# READING TEXT
BEGIN

It was at this turning point that Shakespeare's dramas appeared, giving to the drama a new form and establishing it as the most significant cultural manifestation of the Renaissance and Classical spirit, thus of the evolutionary hemicycle of the development of the culture-whole. Drama played a powerful role during the involutionary half of the cycle; but it was the sacred drama of redemption, God's drama as He projected His personified spirit-power into the human material of the disintegrating Greco-Latin culture-whole. This drama in its most essential form was the Catholic Mass, forever reenacting in "sacred time" and within the consecrated place of meeting of the Ekklesia—the group of Christ's apostolic servants and devotees—the divine Act of sacrifice at Golgotha, the Mount of the Skull, the human mind.

All Church-dramas are ritualistic reenactments of the sacrifice of the Divine into the human, and at times—because Medieval man is still very close to the biopsychic rhythms of nature and vegetation—the sacrifice of the germinating seed into the new plant. These dramas have thus originally a sacred character; yet, as the Church became a social and political factor with mundane ambitions for power, rulership, and wealth, the sacred faded out into the religious. The sacred creates; the religious binds. The dramas of the Church bind together the faithful; but, as the evolutionary power of the people develops—and it inevitably develops in the midst of, and through interpersonal and intergroup conflicts—the profane or secular drama appears in a new role. It brings to a focus and seeks to give meaning to human crises and human decisions or indecision. The mu type of psychological drama supersedes the alpha type.

END

# TO-DO LIST
a – State whether each statement below agrees with the passage on drama, answering yes or no and quoting the deciding words of the passage: (i) The Catholic Mass is presented as the most essential form of the sacred drama of redemption. (ii) The passage holds that the religious creates while the sacred binds. (iii) The alpha type of psychological drama supersedes the mu type.
b – Reproduce, word for word, the part of the passage on drama that opens with the words containing "It was at this" and closes with "the human mind.".

# RECORDED DATA

BEGIN

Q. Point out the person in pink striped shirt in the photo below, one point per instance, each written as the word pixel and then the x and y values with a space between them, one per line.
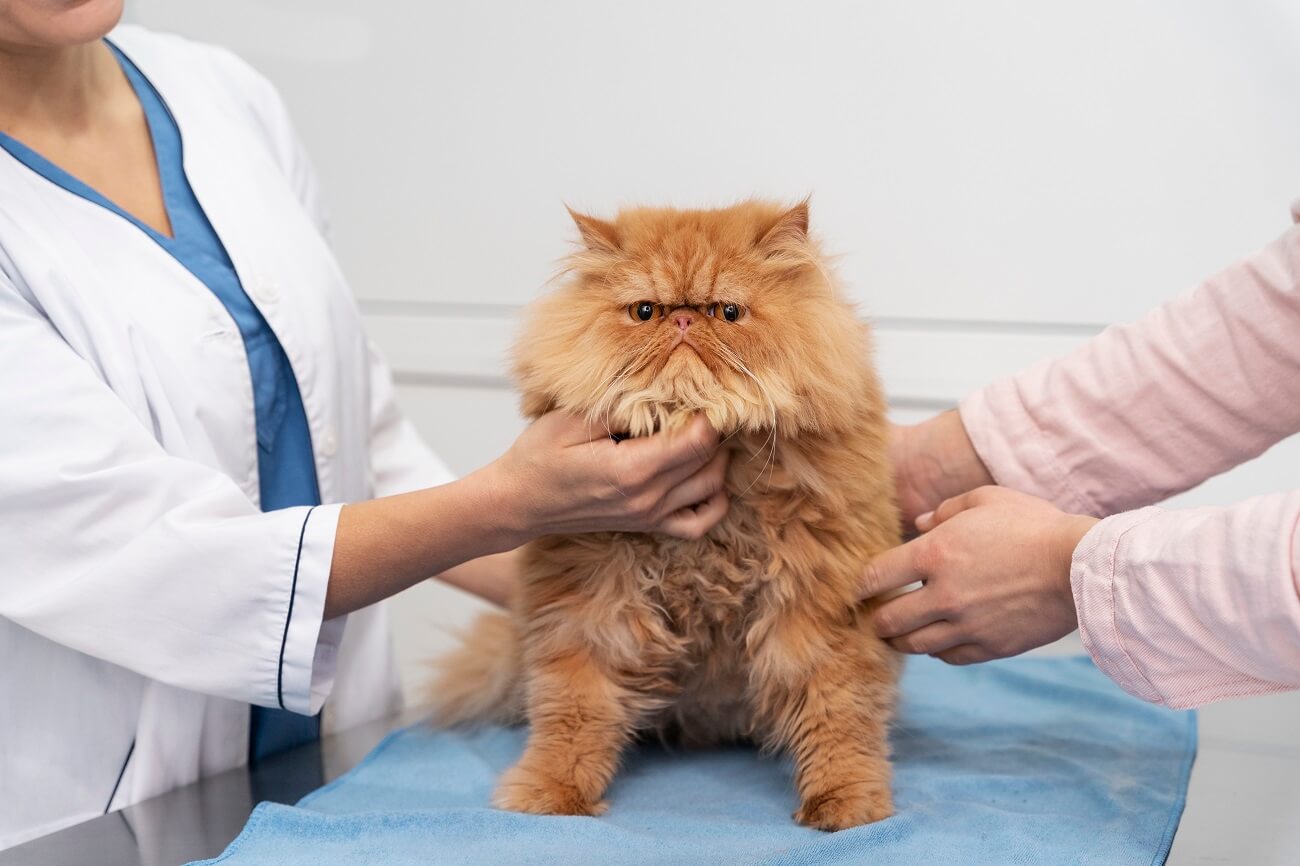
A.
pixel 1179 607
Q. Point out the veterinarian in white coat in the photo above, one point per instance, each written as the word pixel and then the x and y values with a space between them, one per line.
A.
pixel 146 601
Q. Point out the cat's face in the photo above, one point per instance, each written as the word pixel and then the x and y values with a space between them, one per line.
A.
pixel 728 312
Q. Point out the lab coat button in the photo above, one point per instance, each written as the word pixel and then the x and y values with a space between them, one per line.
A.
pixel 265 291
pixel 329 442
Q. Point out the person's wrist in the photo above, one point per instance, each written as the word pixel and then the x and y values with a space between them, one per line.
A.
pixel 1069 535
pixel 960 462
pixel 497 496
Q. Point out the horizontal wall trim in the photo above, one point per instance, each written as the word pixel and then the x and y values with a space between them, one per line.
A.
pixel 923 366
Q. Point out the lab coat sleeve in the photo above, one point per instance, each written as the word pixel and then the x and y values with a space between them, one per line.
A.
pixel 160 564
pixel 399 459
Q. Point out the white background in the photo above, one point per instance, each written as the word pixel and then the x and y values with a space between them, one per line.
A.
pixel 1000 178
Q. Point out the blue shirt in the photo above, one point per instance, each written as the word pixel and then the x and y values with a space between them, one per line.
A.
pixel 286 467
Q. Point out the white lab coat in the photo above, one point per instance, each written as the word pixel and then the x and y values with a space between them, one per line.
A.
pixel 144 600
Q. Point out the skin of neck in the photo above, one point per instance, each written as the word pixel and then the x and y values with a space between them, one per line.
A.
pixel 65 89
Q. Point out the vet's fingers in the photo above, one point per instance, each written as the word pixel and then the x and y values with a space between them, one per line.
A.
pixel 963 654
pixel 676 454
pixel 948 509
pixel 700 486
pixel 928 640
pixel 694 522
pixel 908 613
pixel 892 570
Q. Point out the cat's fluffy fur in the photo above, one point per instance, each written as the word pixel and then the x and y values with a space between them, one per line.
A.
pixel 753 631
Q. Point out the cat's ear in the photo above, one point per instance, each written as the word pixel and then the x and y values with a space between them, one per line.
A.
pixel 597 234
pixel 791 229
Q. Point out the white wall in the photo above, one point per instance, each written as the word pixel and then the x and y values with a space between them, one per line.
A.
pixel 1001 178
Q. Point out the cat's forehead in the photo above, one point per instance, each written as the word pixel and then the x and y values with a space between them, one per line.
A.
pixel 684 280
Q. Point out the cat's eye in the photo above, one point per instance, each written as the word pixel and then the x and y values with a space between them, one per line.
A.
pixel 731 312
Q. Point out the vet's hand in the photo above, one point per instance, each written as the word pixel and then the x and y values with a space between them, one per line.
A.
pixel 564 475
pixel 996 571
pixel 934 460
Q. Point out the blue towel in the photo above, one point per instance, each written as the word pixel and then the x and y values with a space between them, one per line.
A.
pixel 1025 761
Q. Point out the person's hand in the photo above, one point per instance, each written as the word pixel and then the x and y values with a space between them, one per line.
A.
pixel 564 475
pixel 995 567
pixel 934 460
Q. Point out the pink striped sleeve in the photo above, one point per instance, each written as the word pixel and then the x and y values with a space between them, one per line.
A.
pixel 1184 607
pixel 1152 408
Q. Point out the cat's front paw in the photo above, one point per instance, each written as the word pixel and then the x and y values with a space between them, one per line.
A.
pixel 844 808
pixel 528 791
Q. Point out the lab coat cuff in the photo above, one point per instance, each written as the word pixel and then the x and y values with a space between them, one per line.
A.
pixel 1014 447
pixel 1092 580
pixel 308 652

END

# EXERCISE SOLUTIONS
a –
(i) Yes: "This drama in its most essential form was the Catholic Mass"
(ii) No: "The sacred creates; the religious binds."
(iii) No: "The mu type of psychological drama supersedes the alpha type."

b –
It was at this turning point that Shakespeare's dramas appeared, giving to the drama a new form and establishing it as the most significant cultural manifestation of the Renaissance and Classical spirit, thus of the evolutionary hemicycle of the development of the culture-whole. Drama played a powerful role during the involutionary half of the cycle; but it was the sacred drama of redemption, God's drama as He projected His personified spirit-power into the human material of the disintegrating Greco-Latin culture-whole. This drama in its most essential form was the Catholic Mass, forever reenacting in "sacred time" and within the consecrated place of meeting of the Ekklesia—the group of Christ's apostolic servants and devotees—the divine Act of sacrifice at Golgotha, the Mount of the Skull, the human mind.